ACTION ITEM: Decide whether each of these statements agrees with the natural dyeing text, answering yes or no and quoting the words of the text that settle it. 1. The writer had used fiber-reactive dyes for over a decade before considering natural materials. 2. In the middle ages, dye recipes were shared openly with anyone who asked. 3. Dye extracts have to be matched with suitable mordants, modifiers and fibers.

Top of STUDY TEXT

Sunday, November 20, 2016

Natural Dyeing Project





     After working with fiber-reactive dyes for more than ten years, I began to think about the use of natural materials for dying fabric. In the spirit of reuse, reduce and recycle I wanted to know if there were any readily available locally grown plants that I could use to put color on cloth. Of course, this simple question was hardly that. The art and craft of applying color to surfaces has been with humanity since the time we began to seek shelter and wear clothing.I discovered an overwhelming amount of information about the history dyes and pigments as well as numerous resources for the contemporary textile artisan to explore and experiment with. 
                    History of Natural Dye

     Using dyes, whether synthetic or natural, requires adherence to recipes and rules that can seem vague and esoteric to the beginner. The correct part of the plant must be harvested in the correct way and the dyestuff extracted and concentrated. The dye extracts themselves must be paired with the appropriate mordants, modifiers and fibers (silk, linen, cotton or wool) to achieve desired results. Dye recipes in the middle-ages were family secrets passed down through families and the guild system. In our modern era of mass produced textiles, we have forgotten how cloth and clothing was incredibly labor and time intensive to produce.

Bottom of STUDY TEXT
Top of GIVEN DATA

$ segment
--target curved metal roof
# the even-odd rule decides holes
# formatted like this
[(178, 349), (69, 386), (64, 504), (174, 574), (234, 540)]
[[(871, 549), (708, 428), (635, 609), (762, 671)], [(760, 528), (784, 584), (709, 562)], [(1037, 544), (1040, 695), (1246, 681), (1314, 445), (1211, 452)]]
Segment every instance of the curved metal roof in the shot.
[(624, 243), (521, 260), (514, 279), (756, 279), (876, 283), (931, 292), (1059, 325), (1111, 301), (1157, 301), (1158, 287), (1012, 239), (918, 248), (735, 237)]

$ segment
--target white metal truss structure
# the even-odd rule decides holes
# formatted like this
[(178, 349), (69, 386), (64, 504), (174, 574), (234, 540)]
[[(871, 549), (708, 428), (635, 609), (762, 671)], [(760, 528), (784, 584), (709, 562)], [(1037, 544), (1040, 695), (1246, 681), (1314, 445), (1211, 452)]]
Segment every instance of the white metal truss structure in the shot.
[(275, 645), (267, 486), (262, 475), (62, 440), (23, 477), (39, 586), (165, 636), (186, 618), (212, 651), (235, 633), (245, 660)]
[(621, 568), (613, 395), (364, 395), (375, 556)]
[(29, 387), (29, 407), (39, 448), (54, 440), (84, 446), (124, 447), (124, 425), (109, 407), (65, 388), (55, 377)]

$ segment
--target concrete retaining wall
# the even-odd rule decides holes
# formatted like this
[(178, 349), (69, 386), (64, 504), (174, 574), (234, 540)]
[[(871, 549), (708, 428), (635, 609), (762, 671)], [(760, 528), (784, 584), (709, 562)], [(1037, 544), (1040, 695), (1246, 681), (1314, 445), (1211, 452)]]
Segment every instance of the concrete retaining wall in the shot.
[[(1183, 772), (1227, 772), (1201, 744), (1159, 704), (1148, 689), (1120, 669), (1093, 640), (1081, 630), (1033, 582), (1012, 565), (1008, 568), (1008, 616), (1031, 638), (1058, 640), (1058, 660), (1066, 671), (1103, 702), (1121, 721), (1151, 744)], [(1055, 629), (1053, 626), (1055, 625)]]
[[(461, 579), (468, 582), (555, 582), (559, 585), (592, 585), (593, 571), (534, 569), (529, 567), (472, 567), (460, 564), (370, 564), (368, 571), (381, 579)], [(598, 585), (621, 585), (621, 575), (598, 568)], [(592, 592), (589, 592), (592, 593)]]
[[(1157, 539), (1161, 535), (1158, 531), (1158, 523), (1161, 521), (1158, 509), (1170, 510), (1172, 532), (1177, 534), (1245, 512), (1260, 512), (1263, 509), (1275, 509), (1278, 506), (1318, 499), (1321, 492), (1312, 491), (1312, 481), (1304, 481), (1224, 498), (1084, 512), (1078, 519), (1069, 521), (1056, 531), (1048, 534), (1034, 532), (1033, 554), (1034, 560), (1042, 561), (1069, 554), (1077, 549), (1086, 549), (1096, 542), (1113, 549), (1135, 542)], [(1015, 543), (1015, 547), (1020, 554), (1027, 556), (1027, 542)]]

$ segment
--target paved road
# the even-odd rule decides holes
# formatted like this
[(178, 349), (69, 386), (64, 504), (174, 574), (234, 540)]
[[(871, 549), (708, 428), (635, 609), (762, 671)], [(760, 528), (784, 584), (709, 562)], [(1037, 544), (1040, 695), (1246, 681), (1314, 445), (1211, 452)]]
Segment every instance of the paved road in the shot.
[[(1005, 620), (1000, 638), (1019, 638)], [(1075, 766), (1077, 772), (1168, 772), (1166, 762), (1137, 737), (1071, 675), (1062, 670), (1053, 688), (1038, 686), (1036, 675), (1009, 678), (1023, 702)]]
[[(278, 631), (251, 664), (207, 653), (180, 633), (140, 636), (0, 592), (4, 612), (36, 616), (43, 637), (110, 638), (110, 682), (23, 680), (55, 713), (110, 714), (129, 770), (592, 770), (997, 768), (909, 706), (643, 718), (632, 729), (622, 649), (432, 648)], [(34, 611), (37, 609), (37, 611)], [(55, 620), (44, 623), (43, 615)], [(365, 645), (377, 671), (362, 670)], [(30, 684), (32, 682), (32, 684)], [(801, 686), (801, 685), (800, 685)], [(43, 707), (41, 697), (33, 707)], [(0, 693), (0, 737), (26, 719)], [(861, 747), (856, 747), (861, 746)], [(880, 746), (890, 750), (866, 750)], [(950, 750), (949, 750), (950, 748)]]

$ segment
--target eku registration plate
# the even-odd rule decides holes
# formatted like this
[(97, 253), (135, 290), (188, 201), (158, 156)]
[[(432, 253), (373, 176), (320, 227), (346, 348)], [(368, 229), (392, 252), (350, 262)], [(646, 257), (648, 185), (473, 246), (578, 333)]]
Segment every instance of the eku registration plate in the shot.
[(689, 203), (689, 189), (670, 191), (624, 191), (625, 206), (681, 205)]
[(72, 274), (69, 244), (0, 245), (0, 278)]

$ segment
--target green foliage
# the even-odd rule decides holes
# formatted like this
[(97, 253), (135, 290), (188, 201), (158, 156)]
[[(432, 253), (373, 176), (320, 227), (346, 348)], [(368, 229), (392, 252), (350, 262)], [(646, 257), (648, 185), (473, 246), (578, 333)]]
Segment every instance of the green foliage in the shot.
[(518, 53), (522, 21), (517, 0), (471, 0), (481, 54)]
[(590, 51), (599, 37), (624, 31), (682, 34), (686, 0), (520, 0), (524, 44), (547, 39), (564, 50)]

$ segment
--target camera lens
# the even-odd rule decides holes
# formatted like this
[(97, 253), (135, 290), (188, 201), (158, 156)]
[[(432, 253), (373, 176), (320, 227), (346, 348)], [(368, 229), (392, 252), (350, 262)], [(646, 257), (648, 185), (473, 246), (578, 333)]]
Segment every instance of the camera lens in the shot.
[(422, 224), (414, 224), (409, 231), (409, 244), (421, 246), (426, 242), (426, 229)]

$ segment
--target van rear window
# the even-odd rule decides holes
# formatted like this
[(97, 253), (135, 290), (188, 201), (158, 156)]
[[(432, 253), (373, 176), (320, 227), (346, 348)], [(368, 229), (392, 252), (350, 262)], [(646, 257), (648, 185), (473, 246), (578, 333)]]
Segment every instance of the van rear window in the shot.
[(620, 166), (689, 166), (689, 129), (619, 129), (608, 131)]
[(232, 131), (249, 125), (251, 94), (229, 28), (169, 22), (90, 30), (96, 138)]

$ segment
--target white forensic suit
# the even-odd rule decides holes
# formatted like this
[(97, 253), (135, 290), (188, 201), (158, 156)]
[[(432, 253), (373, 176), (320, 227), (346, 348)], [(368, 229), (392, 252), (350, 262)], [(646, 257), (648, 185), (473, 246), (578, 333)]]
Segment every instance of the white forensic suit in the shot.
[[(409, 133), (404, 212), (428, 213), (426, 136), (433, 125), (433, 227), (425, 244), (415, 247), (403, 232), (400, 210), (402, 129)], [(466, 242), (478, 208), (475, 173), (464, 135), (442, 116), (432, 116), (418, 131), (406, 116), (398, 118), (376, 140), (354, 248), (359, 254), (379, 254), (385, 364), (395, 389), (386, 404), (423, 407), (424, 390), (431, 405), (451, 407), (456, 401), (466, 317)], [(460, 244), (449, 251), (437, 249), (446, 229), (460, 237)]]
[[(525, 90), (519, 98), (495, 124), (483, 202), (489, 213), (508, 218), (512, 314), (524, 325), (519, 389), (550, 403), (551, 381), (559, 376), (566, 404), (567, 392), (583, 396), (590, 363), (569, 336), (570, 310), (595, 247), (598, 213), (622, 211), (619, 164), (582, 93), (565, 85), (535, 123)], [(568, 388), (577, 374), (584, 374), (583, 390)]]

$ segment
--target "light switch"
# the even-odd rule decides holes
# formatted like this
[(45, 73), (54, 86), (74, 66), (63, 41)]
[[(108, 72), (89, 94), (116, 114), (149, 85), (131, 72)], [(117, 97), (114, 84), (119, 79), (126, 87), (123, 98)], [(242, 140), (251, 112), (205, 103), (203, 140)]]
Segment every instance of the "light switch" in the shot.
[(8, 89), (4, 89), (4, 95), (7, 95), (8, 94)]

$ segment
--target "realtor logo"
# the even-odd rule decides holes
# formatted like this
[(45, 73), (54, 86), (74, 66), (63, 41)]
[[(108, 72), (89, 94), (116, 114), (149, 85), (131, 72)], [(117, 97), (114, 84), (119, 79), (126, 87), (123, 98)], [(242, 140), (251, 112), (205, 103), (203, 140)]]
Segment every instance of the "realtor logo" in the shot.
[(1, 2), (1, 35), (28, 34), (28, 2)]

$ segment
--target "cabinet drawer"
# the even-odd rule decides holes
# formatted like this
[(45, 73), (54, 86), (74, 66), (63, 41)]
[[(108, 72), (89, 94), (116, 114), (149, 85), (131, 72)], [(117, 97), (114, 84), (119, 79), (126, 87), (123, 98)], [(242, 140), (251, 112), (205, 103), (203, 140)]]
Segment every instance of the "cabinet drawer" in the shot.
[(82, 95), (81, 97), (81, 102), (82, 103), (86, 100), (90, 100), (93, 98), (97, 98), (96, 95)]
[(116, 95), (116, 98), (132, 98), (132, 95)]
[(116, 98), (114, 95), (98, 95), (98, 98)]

Bottom of GIVEN DATA

SOLUTION TO THIS TASK:
1. Yes: "After working with fiber-reactive dyes for more than ten years, I began to think about the use of natural materials"
2. No: "Dye recipes in the middle-ages were family secrets passed down through families and the guild system."
3. Yes: "The dye extracts themselves must be paired with the appropriate mordants, modifiers and fibers"